| EXTRACT TO READ |
Rev. Matthias Peterson-Brandt
Sunday, Sept. 15, 2019
Can you remember the last time you lost something in your home? Maybe keys or a phone, or some item that you set down and forgot. If not you yourself then perhaps your spouse or kids or family. Whereas the Shepherd metaphor is more culturally removed from us, the idea of a woman with a broom scouring the house for her lost coin, we can relate to that. The search, the frustration, the going over our same steps, the stubborn refusal to give up looking because “it has to be here somewhere!”
In my family of origin, we one time misplaced two small tackle boxes. We had put together the perfect combination of lures and jigs and spinners for a multi-day boundary waters trip. We didn’t want to be carrying to much, so these were the slimmed down essentials. Each item hand selected. After our 2012 trip (on which we caught a ton of fish) these boxes vanished. We all sorted through all our gear. Nothing. Our next canoe trip came and went, still no boxes. Finally, looking in a tub labelled “dad’s old stuff” on one visit home, there they were. I hollered up the basement steps to my dad who came down and we stood there laughing with delight. Then we called each of my brothers in turn to tell them that the lost tackle boxes had been found. It was news too good not to share. We can also relate to the rejoicing that happens when we find something long lost.

| RECORD SET |
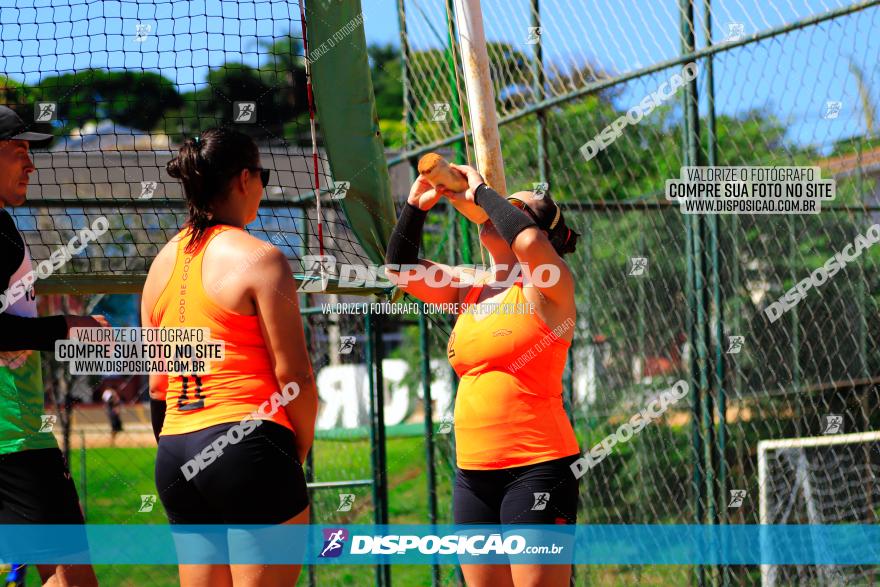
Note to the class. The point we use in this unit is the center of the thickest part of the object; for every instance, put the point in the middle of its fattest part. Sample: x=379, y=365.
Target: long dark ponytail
x=204, y=166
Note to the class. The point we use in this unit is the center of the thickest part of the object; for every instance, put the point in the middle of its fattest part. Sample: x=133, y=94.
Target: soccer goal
x=829, y=479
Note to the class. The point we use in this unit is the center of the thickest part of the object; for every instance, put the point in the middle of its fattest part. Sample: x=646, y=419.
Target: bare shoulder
x=238, y=249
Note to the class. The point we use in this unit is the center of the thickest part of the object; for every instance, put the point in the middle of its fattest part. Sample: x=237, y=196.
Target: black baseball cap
x=12, y=127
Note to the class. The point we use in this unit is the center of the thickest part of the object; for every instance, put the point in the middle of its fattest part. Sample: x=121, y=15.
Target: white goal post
x=804, y=484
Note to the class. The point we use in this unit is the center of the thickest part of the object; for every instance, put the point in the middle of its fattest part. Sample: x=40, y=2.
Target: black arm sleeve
x=157, y=415
x=18, y=333
x=403, y=246
x=507, y=219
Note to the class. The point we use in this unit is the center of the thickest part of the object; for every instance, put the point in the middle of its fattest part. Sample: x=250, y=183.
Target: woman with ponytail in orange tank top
x=215, y=275
x=514, y=443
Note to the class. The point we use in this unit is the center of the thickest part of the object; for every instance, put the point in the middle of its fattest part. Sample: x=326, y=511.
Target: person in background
x=35, y=483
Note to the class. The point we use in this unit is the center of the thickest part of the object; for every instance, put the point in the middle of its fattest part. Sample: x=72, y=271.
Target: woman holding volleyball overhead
x=215, y=275
x=514, y=443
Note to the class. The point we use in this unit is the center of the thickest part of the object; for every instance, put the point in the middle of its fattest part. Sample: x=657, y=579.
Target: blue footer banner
x=443, y=544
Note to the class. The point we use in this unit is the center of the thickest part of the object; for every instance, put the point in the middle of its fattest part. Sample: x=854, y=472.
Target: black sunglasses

| EXERCISE REQUIREMENTS |
A. In the sermon excerpt, where did the family finally find the missing tackle boxes?
B. Using the sermon excerpt, explain why the two tackle boxes held only a slimmed-down selection of gear.

| ANSWERS PROVIDED |
A. In a tub labeled “dad’s old stuff,” during a visit home.

B. The boxes were packed for a multi-day boundary waters trip, and the family didn’t want to carry too much. They kept only the essentials and chose each lure, jig and spinner by hand.